**Выполните задания**:
1. Перепишите без изменений из текста о религиозно-цивилизационном фундаменте всё, что идёт от слов «Религиозно-цивилизационный фундамент как» и ниже вплоть до слов «наиболее значимых позиций.» включительно.
2. Что в тексте о религиозно-цивилизационном фундаменте названо решающими императивами в поведении человека в индо-буддизме?

**Текстовый фрагмент**:
****

Религиозно-цивилизационный фундамент как фактор выбора
О роли религиозно-цивилизационного фундамента уже немало было сказано. Теперь вопрос необходимо поставить по-другому и оценить, как та или иная из восточных традиций повлияла на выбор пути развития разных стран Востока в середине XX в. Для того чтобы понять, как каждая из великих культурных традиций воздействовала на процесс перемен, следует провести небольшой сопоставительный анализ, выбрав несколько наиболее значимых позиций.
1. Генеральная установка-ориентация
В мире ислама такой установкой следует считать явственный и даже в общем-то обязательный для всех правоверных акцент на религиозно-детерминированное социальное поведение, которое проявляется в покорности каждого воле Аллаха в сочетании со строгим соблюдением обрядов. Учитывая ритмичность ритуала (пятикратная молитва-намаз с несколькими ракатами и увеличение числа намазов и ракатов в пятницу и праздники), это жесточайшим образом связывает каждого с верой, воспринимаемой как нечто самое главное в жизни, чего в такой степени нет ни в одной другой религии. Погружение в веру в столь глубокой форме рождает у правоверных фанатизм и фатализм и во многом лишает их индивидуальности, которая выпадает лишь на долю очень немногих из числа правящей элиты или несколько экстравагантных ученых суфиев. Глубокое поглощение верой при сопутствующем строгом социальном контроле частично компенсируются высоким этическим стандартом, повседневной заботой о благосостоянии социума (уммы) и заметными элементами страхования (закят и др.). Очень строгое отделение своих от чужих, правоверных от неверных, лежит в основе крайней степени нетолерантности ислама, доходящей до джихада.
Для индо-буддизма важен акцент на религиозно-детерминированное индивидуальное поведение различающихся кармой людей с логичной установкой на личностные усилия ради улучшения кармы или ухода из мира сансары и слияния с небытием. Каждый заботится о себе, хотя внимание к социальной этике и гармонию с миром живого следует считать результатом забот об улучшении кармы. Материальное благополучие и тем более идея равенства людей высшей ценности не имеют. Приоритет кармы и законы касты - решающие императивы в поведении человека. Все остальное, включая религиозные символы и преимущественные симпатии по отношению к многочисленным божествам и верованиям второстепенно. Отсюда предельная для каждого и для всех толерантность.

****

**Строки данных**:
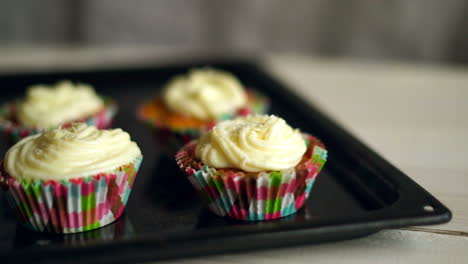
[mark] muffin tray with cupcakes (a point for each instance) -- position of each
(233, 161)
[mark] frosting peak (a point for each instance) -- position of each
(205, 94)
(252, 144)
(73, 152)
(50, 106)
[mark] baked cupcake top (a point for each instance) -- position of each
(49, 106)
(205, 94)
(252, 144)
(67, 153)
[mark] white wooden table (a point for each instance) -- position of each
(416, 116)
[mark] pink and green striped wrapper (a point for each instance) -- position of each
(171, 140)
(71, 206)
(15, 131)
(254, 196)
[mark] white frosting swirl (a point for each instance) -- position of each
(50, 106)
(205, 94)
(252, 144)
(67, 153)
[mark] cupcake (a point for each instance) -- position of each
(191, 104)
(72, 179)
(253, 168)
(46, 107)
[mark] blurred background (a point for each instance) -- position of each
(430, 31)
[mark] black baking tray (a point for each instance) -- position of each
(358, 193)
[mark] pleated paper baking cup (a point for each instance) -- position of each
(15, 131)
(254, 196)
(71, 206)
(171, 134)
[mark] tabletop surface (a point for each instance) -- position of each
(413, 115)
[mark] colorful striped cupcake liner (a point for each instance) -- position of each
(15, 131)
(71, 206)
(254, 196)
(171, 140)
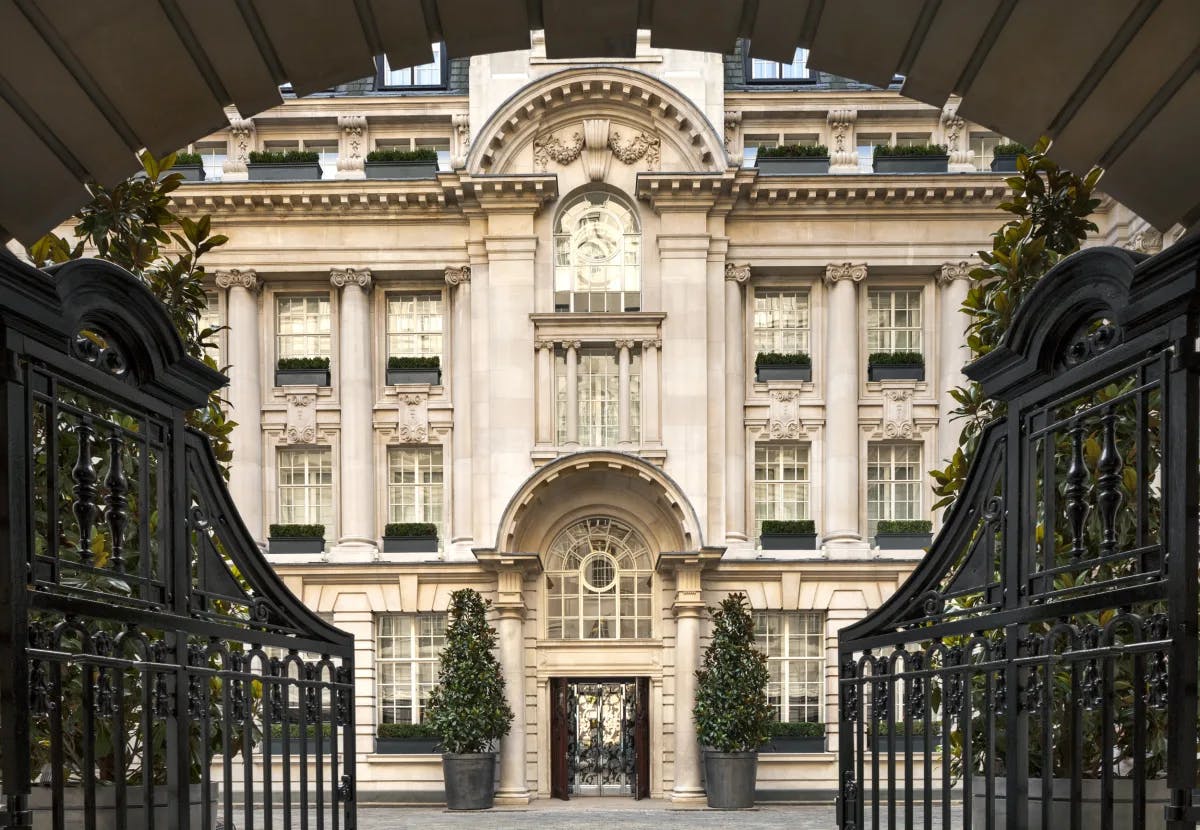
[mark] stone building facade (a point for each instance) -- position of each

****

**Ответы к заданиям**:
1.
Религиозно-цивилизационный фундамент как фактор выбора
О роли религиозно-цивилизационного фундамента уже немало было сказано. Теперь вопрос необходимо поставить по-другому и оценить, как та или иная из восточных традиций повлияла на выбор пути развития разных стран Востока в середине XX в. Для того чтобы понять, как каждая из великих культурных традиций воздействовала на процесс перемен, следует провести небольшой сопоставительный анализ, выбрав несколько наиболее значимых позиций.

2. Приоритет кармы и законы касты.